---- Text section

The switch to ICD-10 poses the risk of under-reporting and over-reporting adverse events due to mismatches in codes for Patient Safety Indicators (PSIs), according to research at the Journal of the American Medical Informatics Association.
The researchers, from the University of Illinois at Chicago, looked at 23 types of PSIs. They found three had straightforward mapping between ICD-9 and ICD-10, while 15 had convoluted mapping and five had no mapping at all.
They pointed at two–PSI-15 and PSI-25 “Accidental puncture or laceration”–that pose significant challenges.
“The completely new organ focus of ICD-10-CM is different from the procedure focus of the ICD-9-CM puncture or laceration, which could lead to under-reporting as there would be an additional need to read the operative report for the specific location of the puncture or laceration,” the authors write.
Complications of a foreign body left during a procedure pose similar problems because more than 219 codes cover that.
The report’s authors warn that unethical “numbers-focused” translations could be used to trumpet improvements that have not taken place, while patient-safety issues could go underreported. The data on public reporting sites could become useless.
In a recent article in the Journal of the American Health Information Management Association, Sue Bowman, senior director of coding policy and compliance at AHIMA, argues that adoption of the more comprehensive ICD-10 code set will make it easier to find the needed code because fewer codes are left open to interpretation.

--------
---- Records supplied

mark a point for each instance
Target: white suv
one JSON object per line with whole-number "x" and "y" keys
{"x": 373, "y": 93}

--------
---- Records supplied

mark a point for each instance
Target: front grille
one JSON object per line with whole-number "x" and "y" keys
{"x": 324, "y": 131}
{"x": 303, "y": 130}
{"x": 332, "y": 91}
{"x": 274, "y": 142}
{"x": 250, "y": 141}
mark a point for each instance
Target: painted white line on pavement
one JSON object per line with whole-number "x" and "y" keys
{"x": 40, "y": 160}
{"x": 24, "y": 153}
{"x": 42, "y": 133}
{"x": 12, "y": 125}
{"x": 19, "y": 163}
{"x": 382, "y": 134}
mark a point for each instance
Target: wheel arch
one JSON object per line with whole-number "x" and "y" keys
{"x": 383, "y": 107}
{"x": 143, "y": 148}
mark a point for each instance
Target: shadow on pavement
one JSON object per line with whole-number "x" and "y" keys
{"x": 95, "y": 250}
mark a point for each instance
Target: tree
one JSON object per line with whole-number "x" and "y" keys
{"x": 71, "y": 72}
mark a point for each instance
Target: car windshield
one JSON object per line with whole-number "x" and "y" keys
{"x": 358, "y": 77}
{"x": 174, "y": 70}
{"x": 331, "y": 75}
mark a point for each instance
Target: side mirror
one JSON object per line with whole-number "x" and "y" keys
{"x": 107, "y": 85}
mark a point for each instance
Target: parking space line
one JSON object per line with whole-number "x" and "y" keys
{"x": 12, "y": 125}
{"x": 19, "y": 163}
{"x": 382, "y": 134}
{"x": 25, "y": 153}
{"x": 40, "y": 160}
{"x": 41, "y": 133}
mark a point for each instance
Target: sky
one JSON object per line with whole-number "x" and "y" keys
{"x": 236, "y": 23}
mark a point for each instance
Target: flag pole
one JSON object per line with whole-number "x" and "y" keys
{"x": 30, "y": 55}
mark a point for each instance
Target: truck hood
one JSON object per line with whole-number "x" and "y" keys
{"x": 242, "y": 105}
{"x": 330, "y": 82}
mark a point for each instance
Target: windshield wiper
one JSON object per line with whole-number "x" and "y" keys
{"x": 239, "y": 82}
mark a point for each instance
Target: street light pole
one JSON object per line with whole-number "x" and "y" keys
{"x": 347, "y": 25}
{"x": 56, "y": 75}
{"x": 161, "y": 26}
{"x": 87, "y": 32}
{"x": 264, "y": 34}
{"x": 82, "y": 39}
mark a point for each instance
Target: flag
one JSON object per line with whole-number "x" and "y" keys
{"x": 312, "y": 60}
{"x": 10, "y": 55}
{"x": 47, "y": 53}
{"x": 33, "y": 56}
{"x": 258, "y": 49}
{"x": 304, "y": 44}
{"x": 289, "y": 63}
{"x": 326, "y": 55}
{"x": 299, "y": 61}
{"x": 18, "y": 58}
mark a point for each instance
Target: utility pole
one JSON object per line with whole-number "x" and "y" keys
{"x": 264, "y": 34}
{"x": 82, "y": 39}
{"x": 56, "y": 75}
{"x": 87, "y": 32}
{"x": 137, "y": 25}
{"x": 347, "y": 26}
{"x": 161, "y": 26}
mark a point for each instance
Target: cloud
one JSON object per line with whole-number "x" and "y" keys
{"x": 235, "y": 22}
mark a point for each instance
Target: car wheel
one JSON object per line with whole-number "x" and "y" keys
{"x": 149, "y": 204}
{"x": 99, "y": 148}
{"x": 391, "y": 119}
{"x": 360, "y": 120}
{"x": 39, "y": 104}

--------

# Explore the material
1. According to the ICD-10 passage, how many of the 23 PSI types studied had no mapping at all between ICD-9 and ICD-10?
2. Quote the ICD-10 passage from the words containing "The researchers, from" through the words "pose significant challenges.".

# Outputs in order
1. Five.

2.
The researchers, from the University of Illinois at Chicago, looked at 23 types of PSIs. They found three had straightforward mapping between ICD-9 and ICD-10, while 15 had convoluted mapping and five had no mapping at all.
They pointed at two–PSI-15 and PSI-25 “Accidental puncture or laceration”–that pose significant challenges.